WHAT YOU WILL DO
Could you update the lines from the first one through the line with "Return the mask of every instance of the elderly", changing "elderly man" to "old man" and keeping everything else the same?
==================================================
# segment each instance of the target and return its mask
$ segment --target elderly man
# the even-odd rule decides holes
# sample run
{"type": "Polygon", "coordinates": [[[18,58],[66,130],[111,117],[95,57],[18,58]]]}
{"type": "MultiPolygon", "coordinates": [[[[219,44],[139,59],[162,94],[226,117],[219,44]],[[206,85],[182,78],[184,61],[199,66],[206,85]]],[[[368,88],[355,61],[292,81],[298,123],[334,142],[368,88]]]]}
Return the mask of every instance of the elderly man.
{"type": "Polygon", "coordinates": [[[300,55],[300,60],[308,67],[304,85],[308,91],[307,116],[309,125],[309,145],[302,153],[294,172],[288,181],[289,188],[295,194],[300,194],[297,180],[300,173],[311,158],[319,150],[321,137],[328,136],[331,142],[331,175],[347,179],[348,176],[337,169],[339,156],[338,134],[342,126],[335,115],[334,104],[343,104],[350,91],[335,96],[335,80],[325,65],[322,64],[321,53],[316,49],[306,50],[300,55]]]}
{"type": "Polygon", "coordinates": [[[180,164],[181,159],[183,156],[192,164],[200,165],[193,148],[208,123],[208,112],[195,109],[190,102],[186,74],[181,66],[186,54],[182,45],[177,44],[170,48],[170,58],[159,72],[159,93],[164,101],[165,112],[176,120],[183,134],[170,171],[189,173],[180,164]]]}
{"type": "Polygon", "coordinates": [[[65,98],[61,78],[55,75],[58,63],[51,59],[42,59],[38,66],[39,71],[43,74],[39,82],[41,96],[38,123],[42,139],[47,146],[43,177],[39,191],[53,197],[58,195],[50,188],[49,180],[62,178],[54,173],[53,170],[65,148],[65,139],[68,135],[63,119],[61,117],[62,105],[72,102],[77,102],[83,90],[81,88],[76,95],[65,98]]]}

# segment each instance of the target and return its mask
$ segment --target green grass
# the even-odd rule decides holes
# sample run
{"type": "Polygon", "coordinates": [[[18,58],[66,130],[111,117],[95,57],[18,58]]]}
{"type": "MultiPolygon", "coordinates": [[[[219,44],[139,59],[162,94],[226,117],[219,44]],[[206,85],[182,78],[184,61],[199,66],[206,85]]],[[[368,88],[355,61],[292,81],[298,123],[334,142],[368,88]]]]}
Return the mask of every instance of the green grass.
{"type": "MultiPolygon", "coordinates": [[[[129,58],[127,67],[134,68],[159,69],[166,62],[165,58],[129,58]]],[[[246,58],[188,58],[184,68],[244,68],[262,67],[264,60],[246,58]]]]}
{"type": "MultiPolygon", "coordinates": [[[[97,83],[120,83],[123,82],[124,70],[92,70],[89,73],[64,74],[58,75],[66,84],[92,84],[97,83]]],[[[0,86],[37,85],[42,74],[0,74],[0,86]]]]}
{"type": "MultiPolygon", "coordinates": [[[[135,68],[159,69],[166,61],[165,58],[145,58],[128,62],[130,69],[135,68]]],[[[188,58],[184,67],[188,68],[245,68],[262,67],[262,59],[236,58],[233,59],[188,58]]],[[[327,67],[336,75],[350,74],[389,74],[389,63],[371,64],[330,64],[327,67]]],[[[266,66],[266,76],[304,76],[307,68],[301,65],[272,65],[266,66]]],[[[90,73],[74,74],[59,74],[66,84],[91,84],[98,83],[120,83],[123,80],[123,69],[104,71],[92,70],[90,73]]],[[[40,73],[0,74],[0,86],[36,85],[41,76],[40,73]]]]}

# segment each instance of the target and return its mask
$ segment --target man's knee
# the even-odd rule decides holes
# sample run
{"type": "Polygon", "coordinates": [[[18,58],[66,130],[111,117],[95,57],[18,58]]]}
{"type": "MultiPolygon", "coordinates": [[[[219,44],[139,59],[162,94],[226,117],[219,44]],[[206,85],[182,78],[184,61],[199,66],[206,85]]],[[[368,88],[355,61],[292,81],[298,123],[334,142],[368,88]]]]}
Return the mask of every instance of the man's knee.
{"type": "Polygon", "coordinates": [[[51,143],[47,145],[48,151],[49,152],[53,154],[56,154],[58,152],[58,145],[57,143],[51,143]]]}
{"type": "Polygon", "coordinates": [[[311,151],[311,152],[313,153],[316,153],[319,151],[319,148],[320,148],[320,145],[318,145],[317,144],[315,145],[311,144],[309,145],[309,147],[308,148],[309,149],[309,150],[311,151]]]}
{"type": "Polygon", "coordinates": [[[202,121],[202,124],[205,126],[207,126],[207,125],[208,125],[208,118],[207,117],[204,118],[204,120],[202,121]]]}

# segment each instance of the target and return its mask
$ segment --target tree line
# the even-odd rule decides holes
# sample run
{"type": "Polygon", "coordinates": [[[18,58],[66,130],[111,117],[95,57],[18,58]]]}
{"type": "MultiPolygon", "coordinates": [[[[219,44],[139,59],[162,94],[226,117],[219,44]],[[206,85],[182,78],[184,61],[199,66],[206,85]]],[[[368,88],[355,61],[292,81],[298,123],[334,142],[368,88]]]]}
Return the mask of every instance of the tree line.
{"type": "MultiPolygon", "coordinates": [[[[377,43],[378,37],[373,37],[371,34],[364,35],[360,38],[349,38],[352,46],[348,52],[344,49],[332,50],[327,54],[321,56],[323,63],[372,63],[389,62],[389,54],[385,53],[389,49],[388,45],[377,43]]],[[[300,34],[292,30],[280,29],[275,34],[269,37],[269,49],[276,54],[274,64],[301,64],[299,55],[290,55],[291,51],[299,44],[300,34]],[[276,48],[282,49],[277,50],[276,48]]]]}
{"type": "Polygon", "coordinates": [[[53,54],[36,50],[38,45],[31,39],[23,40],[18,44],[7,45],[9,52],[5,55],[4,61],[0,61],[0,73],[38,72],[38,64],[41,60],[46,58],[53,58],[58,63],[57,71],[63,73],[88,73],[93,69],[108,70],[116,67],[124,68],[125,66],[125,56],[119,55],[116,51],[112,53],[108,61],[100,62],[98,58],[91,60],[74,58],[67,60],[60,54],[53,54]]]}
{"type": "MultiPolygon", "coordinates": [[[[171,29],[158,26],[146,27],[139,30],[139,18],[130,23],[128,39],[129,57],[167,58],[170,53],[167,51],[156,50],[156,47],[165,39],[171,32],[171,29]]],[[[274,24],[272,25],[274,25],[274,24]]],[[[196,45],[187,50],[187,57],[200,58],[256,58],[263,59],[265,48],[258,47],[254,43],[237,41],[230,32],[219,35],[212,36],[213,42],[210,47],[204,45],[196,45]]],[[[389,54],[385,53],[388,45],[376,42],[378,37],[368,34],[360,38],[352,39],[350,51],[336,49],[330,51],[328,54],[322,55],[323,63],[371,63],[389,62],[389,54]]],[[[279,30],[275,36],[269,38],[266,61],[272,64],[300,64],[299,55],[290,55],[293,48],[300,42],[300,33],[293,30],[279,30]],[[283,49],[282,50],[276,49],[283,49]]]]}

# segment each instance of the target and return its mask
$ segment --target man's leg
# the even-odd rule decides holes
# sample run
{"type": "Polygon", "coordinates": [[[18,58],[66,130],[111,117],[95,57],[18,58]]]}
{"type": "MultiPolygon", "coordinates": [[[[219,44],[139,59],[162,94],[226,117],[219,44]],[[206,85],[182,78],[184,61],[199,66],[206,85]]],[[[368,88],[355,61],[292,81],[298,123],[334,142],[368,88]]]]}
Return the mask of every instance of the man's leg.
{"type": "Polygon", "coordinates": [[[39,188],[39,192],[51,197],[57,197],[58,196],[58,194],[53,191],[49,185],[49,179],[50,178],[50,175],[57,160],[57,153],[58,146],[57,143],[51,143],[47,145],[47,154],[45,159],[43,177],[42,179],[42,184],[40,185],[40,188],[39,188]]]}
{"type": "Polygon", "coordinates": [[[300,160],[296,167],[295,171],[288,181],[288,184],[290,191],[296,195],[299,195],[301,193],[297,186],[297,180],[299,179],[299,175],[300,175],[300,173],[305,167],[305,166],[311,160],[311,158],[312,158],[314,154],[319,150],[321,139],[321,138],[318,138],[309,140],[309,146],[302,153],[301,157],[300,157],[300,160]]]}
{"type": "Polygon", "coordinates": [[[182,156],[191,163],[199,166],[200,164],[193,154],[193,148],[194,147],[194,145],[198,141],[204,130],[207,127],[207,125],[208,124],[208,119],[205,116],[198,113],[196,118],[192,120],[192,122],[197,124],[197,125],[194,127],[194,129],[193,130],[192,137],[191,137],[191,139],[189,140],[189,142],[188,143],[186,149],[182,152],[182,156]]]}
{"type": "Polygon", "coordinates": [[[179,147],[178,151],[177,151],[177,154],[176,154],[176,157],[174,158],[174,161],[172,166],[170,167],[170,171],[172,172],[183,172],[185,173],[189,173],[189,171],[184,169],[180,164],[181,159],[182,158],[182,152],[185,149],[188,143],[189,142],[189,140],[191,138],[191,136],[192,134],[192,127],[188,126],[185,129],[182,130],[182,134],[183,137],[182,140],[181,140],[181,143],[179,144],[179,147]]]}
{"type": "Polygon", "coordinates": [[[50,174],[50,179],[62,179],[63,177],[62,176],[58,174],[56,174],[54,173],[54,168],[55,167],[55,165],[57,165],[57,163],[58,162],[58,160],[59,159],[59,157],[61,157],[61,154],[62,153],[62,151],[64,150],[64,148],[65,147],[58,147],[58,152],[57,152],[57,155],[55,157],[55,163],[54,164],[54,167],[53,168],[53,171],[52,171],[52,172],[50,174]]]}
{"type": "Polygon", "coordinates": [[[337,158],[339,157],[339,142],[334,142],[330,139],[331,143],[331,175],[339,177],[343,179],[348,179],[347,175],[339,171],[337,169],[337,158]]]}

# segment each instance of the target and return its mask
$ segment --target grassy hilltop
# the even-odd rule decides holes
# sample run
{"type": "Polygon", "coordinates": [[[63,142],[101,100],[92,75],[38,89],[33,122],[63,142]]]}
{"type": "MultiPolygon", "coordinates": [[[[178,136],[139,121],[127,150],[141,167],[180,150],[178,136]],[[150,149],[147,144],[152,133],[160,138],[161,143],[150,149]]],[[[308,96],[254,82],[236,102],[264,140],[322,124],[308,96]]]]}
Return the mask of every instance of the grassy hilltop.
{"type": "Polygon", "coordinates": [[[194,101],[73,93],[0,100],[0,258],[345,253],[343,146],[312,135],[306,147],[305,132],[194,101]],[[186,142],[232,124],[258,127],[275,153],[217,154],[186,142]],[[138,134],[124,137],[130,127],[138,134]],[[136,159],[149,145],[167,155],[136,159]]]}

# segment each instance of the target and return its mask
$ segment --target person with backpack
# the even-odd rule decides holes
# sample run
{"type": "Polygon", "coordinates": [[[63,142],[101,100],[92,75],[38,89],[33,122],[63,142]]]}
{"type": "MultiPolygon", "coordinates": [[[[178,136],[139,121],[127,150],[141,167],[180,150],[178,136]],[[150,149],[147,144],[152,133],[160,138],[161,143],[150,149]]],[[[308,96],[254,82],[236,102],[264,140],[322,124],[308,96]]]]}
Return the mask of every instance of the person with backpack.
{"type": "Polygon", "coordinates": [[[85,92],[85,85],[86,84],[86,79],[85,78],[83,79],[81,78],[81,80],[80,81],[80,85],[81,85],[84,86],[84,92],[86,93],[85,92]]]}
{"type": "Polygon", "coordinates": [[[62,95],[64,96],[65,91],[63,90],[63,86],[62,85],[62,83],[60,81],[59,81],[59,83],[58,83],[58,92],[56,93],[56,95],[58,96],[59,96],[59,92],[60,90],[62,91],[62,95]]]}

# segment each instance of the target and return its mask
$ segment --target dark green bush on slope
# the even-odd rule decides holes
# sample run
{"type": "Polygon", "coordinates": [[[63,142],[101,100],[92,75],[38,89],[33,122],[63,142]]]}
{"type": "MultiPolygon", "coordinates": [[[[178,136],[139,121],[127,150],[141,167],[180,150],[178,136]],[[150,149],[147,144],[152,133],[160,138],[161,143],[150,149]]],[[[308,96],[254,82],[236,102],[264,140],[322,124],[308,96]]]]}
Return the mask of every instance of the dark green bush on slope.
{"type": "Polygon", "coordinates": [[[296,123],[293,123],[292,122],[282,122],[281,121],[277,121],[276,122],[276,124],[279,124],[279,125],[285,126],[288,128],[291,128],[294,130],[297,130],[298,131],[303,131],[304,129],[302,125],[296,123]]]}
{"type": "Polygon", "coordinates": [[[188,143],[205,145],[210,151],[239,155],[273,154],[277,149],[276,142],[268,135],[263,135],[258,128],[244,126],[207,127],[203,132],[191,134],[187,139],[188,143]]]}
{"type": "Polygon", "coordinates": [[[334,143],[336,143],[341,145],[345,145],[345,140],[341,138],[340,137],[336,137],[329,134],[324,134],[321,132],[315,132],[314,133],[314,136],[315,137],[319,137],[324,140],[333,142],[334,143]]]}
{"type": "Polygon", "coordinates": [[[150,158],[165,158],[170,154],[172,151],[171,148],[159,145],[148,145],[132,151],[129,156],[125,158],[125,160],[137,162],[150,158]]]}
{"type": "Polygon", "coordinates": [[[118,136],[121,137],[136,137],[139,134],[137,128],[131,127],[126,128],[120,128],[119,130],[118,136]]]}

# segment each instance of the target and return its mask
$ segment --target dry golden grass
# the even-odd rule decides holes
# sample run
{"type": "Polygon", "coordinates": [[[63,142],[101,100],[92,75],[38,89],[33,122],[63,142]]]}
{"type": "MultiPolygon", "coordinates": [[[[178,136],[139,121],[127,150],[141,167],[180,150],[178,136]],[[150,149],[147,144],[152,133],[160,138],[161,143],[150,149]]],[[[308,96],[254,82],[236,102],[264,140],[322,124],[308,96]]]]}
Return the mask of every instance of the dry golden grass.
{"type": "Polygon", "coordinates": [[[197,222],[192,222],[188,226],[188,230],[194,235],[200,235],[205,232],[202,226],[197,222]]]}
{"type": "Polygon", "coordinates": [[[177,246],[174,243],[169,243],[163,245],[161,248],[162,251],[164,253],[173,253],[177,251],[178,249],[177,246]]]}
==================================================
WRITTEN REPLY
# segment each instance of the target and return its mask
$ segment --target old man
# the even-odd rule decides holes
# sample run
{"type": "Polygon", "coordinates": [[[18,58],[66,130],[111,117],[95,57],[18,58]]]}
{"type": "MultiPolygon", "coordinates": [[[[219,44],[139,59],[162,94],[226,117],[219,44]],[[206,85],[182,78],[184,61],[199,66],[206,85]]],[[[368,88],[355,61],[292,81],[298,123],[334,142],[368,88]]]]}
Return the mask of every instance of the old man.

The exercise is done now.